═══ Information

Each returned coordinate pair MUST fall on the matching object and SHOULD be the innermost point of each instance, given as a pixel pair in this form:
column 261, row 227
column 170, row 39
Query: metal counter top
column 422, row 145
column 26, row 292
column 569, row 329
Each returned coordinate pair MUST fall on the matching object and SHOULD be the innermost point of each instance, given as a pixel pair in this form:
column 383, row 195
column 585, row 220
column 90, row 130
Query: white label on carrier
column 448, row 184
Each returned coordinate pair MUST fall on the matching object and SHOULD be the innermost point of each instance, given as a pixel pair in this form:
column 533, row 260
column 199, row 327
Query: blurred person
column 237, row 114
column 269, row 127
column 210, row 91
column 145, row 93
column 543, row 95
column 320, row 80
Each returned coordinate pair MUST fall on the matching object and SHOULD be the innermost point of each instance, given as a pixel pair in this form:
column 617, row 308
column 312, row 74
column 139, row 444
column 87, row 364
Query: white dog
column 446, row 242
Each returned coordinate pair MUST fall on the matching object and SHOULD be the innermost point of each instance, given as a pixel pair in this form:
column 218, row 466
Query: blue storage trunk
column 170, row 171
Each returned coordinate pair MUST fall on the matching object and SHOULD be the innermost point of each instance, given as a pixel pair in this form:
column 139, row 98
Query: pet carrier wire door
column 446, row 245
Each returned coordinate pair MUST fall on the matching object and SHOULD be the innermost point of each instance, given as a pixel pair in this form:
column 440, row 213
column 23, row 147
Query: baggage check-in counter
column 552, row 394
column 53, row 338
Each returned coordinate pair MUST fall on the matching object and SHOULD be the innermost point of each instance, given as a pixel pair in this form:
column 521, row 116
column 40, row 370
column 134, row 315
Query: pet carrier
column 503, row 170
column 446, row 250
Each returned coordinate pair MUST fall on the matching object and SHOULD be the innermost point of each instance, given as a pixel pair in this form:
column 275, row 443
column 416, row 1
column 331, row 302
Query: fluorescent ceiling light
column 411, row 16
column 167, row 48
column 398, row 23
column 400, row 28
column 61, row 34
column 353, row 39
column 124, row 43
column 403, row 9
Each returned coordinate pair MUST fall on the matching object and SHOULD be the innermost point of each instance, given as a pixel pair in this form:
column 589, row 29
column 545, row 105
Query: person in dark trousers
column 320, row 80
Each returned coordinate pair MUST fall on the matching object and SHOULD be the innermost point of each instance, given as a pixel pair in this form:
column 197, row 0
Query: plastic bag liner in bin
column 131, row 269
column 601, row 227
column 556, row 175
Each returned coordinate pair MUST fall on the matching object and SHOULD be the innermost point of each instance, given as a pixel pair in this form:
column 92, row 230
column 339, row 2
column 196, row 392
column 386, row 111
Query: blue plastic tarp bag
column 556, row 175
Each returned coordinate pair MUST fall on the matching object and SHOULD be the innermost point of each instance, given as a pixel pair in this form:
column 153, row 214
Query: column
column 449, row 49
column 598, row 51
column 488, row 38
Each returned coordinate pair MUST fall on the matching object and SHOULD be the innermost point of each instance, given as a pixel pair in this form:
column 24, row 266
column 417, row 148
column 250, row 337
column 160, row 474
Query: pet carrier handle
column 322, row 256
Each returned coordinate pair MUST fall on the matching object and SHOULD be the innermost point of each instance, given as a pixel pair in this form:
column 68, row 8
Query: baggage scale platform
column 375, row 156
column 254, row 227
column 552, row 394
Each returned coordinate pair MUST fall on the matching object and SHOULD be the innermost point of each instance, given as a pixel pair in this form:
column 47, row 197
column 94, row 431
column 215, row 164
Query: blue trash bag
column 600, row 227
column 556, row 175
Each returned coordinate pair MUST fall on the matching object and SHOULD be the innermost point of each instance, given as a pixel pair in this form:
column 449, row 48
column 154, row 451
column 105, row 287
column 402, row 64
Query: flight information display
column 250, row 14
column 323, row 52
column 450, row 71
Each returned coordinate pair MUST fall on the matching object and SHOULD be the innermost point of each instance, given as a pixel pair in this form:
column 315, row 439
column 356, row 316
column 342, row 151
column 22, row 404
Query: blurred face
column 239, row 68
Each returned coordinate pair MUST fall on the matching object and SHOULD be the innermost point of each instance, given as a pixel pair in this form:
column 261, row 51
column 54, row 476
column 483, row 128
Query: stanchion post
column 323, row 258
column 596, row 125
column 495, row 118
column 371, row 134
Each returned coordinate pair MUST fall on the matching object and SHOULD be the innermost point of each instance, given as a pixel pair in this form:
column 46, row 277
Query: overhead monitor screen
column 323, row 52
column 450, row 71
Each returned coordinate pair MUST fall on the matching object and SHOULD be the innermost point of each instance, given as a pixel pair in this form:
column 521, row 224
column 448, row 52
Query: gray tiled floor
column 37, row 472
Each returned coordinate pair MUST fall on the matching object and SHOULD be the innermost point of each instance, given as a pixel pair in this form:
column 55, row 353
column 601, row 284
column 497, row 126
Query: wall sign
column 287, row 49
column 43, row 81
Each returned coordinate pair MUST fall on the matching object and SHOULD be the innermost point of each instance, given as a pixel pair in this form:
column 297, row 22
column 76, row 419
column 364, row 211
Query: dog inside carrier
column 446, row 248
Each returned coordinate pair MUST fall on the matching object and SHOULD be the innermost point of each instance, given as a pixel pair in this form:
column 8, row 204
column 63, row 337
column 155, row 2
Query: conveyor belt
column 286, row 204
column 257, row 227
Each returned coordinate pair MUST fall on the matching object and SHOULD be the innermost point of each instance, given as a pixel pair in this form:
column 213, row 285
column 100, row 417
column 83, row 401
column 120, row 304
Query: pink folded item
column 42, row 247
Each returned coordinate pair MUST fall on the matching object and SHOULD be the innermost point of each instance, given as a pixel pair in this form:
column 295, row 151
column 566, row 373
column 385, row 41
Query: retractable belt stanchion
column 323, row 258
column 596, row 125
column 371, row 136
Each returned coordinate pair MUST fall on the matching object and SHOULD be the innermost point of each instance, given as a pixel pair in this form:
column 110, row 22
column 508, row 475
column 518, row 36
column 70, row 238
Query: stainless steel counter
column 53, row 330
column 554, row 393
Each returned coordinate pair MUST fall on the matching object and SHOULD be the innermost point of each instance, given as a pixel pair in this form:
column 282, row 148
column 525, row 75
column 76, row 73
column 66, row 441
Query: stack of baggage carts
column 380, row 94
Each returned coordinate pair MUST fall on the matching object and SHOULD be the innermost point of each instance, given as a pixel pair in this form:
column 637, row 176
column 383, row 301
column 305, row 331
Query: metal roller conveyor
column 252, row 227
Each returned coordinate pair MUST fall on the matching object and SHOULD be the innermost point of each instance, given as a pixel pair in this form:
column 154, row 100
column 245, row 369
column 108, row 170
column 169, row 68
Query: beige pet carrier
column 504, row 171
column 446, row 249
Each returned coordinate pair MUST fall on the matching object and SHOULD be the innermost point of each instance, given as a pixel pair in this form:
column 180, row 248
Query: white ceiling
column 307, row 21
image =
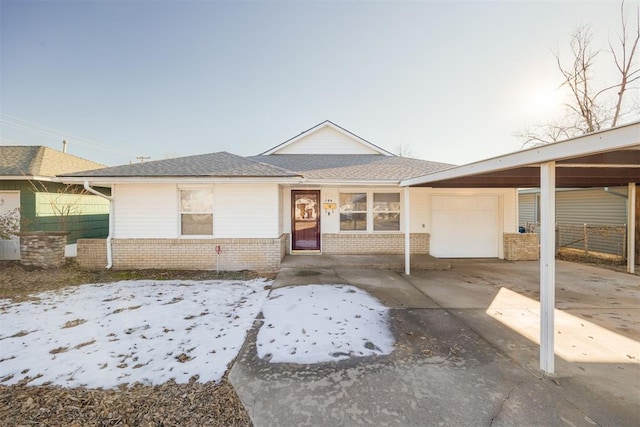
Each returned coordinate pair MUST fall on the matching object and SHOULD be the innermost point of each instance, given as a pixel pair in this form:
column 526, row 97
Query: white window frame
column 181, row 212
column 370, row 213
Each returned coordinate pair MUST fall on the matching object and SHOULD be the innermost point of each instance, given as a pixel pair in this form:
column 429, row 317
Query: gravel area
column 169, row 404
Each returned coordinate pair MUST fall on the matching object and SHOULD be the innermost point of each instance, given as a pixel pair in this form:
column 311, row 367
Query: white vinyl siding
column 146, row 211
column 419, row 215
column 246, row 211
column 326, row 141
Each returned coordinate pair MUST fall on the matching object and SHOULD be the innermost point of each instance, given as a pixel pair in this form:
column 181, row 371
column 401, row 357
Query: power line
column 28, row 126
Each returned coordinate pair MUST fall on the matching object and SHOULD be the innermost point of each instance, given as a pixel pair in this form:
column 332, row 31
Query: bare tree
column 591, row 108
column 9, row 222
column 624, row 58
column 64, row 203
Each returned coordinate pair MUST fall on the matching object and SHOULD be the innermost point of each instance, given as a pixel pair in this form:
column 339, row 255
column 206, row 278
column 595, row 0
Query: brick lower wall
column 363, row 244
column 521, row 246
column 264, row 255
column 92, row 253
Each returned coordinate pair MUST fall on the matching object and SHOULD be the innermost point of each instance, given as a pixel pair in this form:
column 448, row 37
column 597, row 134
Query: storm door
column 305, row 220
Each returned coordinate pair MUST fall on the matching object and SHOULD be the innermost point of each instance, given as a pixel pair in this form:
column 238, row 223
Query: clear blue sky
column 451, row 80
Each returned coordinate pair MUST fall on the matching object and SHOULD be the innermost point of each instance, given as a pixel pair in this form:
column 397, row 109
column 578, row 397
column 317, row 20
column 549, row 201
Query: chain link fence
column 589, row 239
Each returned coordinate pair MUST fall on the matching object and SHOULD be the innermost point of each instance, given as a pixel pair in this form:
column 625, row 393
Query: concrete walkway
column 465, row 353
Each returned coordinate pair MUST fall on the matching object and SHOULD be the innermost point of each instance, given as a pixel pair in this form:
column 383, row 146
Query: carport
column 606, row 158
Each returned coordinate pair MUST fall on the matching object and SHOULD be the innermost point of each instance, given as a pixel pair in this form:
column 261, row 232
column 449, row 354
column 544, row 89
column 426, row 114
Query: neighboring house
column 26, row 175
column 324, row 191
column 594, row 218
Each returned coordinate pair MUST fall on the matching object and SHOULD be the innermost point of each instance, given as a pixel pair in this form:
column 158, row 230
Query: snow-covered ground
column 320, row 323
column 103, row 335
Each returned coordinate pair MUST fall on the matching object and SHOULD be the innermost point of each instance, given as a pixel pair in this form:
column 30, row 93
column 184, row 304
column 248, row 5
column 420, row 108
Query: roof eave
column 104, row 180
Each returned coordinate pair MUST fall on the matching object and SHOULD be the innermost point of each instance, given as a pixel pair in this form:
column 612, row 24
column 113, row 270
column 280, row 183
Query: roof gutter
column 111, row 201
column 615, row 193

══════

■ Exercise objective
Of all the entries above, output exactly the lines between the one holding "column 215, row 164" and the one holding "column 497, row 126", inclusive.

■ Result for this task
column 215, row 164
Query: blue trash bag
column 600, row 227
column 556, row 175
Each returned coordinate pair MUST fall on the matching object and SHOULD be the innermost point of each instance, given as a pixel pair in this form:
column 449, row 48
column 154, row 451
column 105, row 287
column 402, row 64
Query: flight information display
column 250, row 14
column 323, row 52
column 450, row 71
Each returned coordinate pair MUST fall on the matching object and SHOULD be the innermost point of each instance, given as a pixel pair in this form:
column 315, row 439
column 356, row 316
column 342, row 151
column 22, row 404
Query: blurred face
column 239, row 68
Each returned coordinate pair MUST fall on the matching object and SHOULD be the innermost point of each instance, given as a pixel pair in this form:
column 261, row 51
column 54, row 476
column 483, row 128
Query: stanchion post
column 323, row 258
column 596, row 125
column 495, row 118
column 371, row 134
Each returned coordinate pair MUST fall on the matching object and SHOULD be the innermost point of each instance, given as a pixel pair in this form:
column 46, row 277
Query: overhead monitor screen
column 323, row 52
column 450, row 71
Each returned coordinate pair MUST fall on the matching object and SHOULD be the innermost point of each instance, given as a pixel pair in this form:
column 521, row 224
column 448, row 52
Query: gray tiled floor
column 37, row 472
Each returned coordinate pair MUST fall on the matching object and SHOULD be the innermost point of each instance, given as a pixel pair in this form:
column 55, row 353
column 601, row 284
column 497, row 126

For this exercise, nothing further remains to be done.